Task item A: Update the article on the Bahrain arrest from "In the footage, the" to "has been saved.", putting "housemaid" in place of "domestic worker".
Task item B: Write the next part of the article on the Bahrain arrest, starting right after its last sentence.

Extract:
Bahraini authorities announced the arrest of a woman who was captured brutally beating a domestic worker in a video that went viral on social media last week, Al Arabiya reported.

In a statement on the matter, Bahrain's deputy prosecutor in Muharraq governorate, Amer al-Amer, said an investigation was launched into the incident.

Authorities later identified and located the victim, who gave a statement to police accusing her Bahraini sponsor's daughter of assaulting her.

The defendant was then arrested and has since confessed to the accusations. She has now been charged with assault and will continue to be detained until a trial date is set in the case.

The arrest comes after footage of the incident sparked outrage online

In the footage, the woman is seen horrifically assaulting the domestic worker, beating her, kicking her, and hurling insults at her. 

A man, who has yet to be identified, is also seen screaming at the victim in the video. 

After it first started circulating online last week, the clip angered thousands who are now relieved that the victim has been saved.

Dataset section:

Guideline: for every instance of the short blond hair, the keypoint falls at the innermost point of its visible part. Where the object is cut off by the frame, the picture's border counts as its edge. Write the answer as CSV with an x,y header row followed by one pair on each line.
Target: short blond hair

Exercise response A:
In the footage, the woman is seen horrifically assaulting the housemaid, beating her, kicking her, and hurling insults at her. 

A man, who has yet to be identified, is also seen screaming at the victim in the video. 

After it first started circulating online last week, the clip angered thousands who are now relieved that the victim has been saved.

Exercise response B:
*The video is available online but we choose not to share such graphic content in line with ethical standards.

Thousands of domestic workers face similar abuse across the Arab world

This is not the first time a similar case of abuse is reported in the Arab world. 

Earlier this year, the body of a Filipina domestic worker was found in a freezer in the flat of a Lebanese-Syrian couple in Kuwait. At the time, the case sparked outrage and led to a diplomatic crisis between the Philippines and the Gulf state. 

In April, Saudi authorities arrested a woman who allegedly forced a Filipina domestic worker to drink bleach. 

Last year, a man was also arrested in the kingdom after he sexually assaulted a domestic worker who works with his family. 

Millions of domestic workers across the Arab world are forced to fight for their most basic of rights given that they're governed by the kafala system

The latter exists in different forms in the United Arab Emirates, Oman, Bahrain, Kuwait, Saudi Arabia, Jordan, Iraq, and Lebanon. 

According to Human Rights Watch, it's a form of legislation "that gives sponsoring employers substantial control over workers and leaves workers vulnerable to situations of trafficking and forced labor." 

The kafala system, which has been called "modern-day slavery" by rights groups, legally binds domestic workers to their employers, giving them very limited legal protection.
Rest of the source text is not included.